▶ **TO BE DONE**
a) In the bug report, what error message appeared when the parity was initialized?
b) Identify every line in the entries that contains the string "blurred", and copy each such line.

▶ **TEXT BLOCK**
* * * * *

Subject: kern/12310: raidframe + siop + raid1 can lose
To: None <gnats-bugs@gnats.netbsd.org>
From: Tim Rightnour <root@polaris.garbled.net>
List: netbsd-bugs
Date: 03/01/2001 17:11:43
>Number:         12310
>Category:       kern
>Synopsis:       raidframe + siop + raid1 can lose
>Confidential:   no
>Severity:       serious
>Priority:       high
>Responsible:    kern-bug-people
>State:          open
>Class:          sw-bug
>Submitter-Id:   net
>Arrival-Date:   Thu Mar 01 16:02:00 PST 2001
>Closed-Date:
>Last-Modified:
>Originator:     Tim Rightnour
>Release:        -current as of 03/01/01<NetBSD-current source date>
>Organization:
	
>Environment:
	
1.5S alpha
>Description:
I attempted to set up a mirrored RAID volume on a pair of disks.  Using a
config file as follows, I attempted to initialize the parity:
START array
# numrow numcol numspare
1 2 0

START disks
/dev/sd0a
/dev/sd2a

START layout
# sectPerSU SUsPerParityUnit SUsPerReconUnit RAID_level_5
158 1 1 1

START queue
fifo 100

This spat out at me the following error:
siop0: unable to load data DMA map: 22
5 times for each disk in the raid.

* * * * *

▶ **DATA ROWS**
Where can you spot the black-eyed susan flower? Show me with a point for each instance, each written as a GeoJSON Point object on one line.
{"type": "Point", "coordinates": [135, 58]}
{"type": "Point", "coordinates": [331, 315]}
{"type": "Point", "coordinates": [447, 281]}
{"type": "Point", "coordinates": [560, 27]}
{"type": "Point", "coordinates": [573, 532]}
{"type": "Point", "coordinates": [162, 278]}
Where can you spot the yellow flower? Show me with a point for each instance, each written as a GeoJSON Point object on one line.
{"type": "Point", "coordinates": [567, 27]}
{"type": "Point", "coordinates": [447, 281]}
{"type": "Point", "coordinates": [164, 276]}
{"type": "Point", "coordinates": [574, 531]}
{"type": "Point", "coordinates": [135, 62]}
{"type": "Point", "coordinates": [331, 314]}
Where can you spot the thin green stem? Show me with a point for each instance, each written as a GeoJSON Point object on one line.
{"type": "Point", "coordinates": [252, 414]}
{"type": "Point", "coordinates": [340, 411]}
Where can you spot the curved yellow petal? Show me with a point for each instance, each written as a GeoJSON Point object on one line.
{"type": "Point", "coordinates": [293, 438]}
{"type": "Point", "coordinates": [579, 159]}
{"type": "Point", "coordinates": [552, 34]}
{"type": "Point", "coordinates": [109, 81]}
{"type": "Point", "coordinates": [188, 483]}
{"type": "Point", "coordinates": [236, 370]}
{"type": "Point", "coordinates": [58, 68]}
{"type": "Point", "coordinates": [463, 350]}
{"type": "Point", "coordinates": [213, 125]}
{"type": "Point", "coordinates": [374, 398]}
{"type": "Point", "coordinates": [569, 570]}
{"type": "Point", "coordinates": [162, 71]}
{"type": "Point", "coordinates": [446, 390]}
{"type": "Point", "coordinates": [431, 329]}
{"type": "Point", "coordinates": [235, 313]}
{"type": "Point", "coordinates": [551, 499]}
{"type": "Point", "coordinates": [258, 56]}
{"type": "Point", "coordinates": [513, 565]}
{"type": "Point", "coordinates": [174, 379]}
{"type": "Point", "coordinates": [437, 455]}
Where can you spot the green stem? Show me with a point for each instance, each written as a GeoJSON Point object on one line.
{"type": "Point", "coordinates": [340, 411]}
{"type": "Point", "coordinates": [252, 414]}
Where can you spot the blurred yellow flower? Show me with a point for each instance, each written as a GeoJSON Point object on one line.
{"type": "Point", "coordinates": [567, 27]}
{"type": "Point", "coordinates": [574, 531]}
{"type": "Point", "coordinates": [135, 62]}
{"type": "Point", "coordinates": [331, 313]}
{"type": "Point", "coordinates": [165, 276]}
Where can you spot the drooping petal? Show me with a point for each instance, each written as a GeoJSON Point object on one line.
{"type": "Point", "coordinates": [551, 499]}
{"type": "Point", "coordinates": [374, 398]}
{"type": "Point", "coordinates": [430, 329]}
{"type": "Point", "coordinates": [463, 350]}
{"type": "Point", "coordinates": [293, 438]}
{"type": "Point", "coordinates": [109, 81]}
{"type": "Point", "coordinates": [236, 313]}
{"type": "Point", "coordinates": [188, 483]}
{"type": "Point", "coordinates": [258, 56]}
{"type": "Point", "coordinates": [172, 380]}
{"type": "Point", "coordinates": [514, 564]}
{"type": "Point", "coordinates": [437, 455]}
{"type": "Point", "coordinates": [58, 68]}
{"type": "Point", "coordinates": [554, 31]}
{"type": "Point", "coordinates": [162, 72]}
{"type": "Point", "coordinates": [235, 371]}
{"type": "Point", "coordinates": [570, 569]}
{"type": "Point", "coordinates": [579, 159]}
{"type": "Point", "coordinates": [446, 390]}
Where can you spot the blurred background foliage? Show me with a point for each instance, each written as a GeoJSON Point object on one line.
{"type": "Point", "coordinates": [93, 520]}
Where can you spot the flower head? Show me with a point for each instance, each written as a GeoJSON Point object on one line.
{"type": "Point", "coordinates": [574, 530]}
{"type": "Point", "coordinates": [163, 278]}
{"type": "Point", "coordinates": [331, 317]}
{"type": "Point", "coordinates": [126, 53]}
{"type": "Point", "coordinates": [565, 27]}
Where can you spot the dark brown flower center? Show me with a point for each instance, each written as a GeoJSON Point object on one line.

* * * * *

▶ **ANSWERS FOR THE TASKS**
a) siop0: unable to load data DMA map: 22

b)
Where can you spot the blurred yellow flower? Show me with a point for each instance, each written as a GeoJSON Point object on one line.
Where can you spot the blurred background foliage? Show me with a point for each instance, each written as a GeoJSON Point object on one line.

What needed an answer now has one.